##### Recorded information
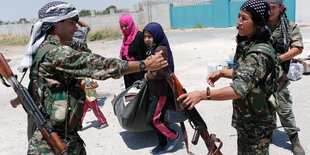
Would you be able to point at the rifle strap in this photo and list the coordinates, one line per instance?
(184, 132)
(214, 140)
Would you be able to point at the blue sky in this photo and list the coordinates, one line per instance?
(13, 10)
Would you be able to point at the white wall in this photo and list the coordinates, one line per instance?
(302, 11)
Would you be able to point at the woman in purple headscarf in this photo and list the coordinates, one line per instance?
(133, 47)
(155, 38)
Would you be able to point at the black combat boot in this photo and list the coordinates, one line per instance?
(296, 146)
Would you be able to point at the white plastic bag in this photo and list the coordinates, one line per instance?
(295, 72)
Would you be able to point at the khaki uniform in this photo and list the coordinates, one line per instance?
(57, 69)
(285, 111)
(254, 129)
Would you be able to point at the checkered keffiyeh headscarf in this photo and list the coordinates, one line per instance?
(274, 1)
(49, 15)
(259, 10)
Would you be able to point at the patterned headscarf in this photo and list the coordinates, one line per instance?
##########
##### Recorded information
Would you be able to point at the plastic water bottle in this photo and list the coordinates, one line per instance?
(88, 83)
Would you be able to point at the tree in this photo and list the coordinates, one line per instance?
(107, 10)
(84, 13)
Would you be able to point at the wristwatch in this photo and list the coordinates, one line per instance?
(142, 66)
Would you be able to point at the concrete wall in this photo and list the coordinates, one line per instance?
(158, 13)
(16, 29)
##########
__Work to be completed__
Taking the line with "Would you be able to point at the checkered" as the first and the line with "Would you be able to point at the patterned" as the last, retype that stretch of the data above exactly, with no other lines.

__Result of the task__
Would you be able to point at the checkered keffiyeh headscarf in this photo and list the coordinates, one line per instance?
(274, 1)
(49, 15)
(259, 10)
Would you be able to point at the patterned headscarf in this photo and list the coordinates, one line per instance?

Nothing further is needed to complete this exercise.